━━━ Material for this task
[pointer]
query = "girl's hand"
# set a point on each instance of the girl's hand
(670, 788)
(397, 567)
━━━━━━
▶ Work to complete: Copy every record precisely, omitting nothing.

▶ Task result:
[pointer]
query = "girl's hand"
# set a point on each instance of the girl's hand
(670, 788)
(397, 567)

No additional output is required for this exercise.